→ **Activity**
An exact copy of every entry is needed here; the images stay out.

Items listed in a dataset

####

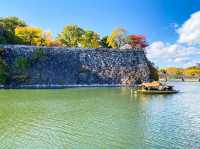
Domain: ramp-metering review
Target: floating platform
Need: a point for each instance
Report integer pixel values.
(156, 92)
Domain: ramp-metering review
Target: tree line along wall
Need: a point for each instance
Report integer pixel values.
(30, 65)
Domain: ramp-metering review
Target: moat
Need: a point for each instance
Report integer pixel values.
(99, 118)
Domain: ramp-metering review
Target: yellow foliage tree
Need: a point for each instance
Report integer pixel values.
(118, 38)
(29, 35)
(90, 39)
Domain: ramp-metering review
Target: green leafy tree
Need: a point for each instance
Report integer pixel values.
(90, 39)
(71, 36)
(118, 38)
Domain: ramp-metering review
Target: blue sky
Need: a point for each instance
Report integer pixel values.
(157, 19)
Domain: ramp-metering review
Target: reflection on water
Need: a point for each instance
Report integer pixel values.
(99, 118)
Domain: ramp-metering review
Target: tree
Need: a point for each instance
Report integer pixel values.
(164, 72)
(137, 41)
(118, 38)
(7, 29)
(71, 36)
(29, 35)
(104, 43)
(90, 39)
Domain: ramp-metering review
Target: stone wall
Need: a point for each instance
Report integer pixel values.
(70, 66)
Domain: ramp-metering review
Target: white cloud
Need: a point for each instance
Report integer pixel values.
(184, 52)
(189, 32)
(171, 54)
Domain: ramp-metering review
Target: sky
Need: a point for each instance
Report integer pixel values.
(171, 27)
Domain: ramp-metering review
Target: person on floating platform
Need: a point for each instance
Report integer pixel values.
(156, 86)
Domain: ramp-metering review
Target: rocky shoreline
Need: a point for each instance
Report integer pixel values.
(46, 67)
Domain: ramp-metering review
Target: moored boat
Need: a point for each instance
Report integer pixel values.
(155, 88)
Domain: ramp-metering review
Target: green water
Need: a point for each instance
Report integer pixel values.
(102, 118)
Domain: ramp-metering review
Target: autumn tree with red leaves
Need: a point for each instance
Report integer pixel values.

####

→ **Output for this exercise**
Domain: ramp-metering review
Target: floating platform
Need: a point for each instance
Report integer pixel values.
(156, 92)
Domain: ramp-metering review
Target: tree line along wall
Need: a point for each instance
Report integer pixel values.
(30, 65)
Domain: ramp-metering review
Target: moat
Need: a point for each instance
Report integer pixel values.
(99, 118)
Domain: ramp-metering review
Target: yellow foliage tree
Need: a point for each instance
Report integer pixel values.
(118, 38)
(29, 35)
(90, 39)
Domain: ramp-metering review
Target: green leafy tree
Need: a point for each instance
Report integer pixel values.
(90, 39)
(71, 36)
(118, 38)
Domain: ramp-metering review
Target: blue sky
Need: a point for each instance
Report integer pixel values.
(157, 19)
Domain: ramp-metering review
Target: reflection on water
Need: a point for each instance
Report integer pixel values.
(99, 118)
Domain: ramp-metering review
Target: tree
Need: a point for each instance
Report integer pixel values.
(164, 72)
(137, 41)
(118, 38)
(7, 29)
(71, 36)
(29, 35)
(104, 43)
(90, 39)
Domain: ramp-metering review
Target: stone wall
Need: a point for each instance
Report integer pixel values.
(70, 66)
Domain: ramp-metering review
Target: white cloud
Need: a point for each instance
Report integer pixel values.
(184, 52)
(189, 32)
(171, 54)
Domain: ramp-metering review
Target: sky
Need: a point for each instance
Report integer pixel values.
(171, 27)
Domain: ramp-metering review
Target: person on floating platform
Need: a point for each instance
Report integer pixel values.
(156, 86)
Domain: ramp-metering review
Target: rocky shoreline
Need: a point for each instance
Report integer pixel values.
(46, 67)
Domain: ramp-metering review
Target: moored boat
Need: a point for each instance
Report integer pixel values.
(155, 88)
Domain: ramp-metering review
Target: green water
Need: a point for each instance
Report integer pixel values.
(102, 118)
Domain: ramp-metering review
Target: autumn tree with red leaves
Need: a point for each instance
Report integer pixel values.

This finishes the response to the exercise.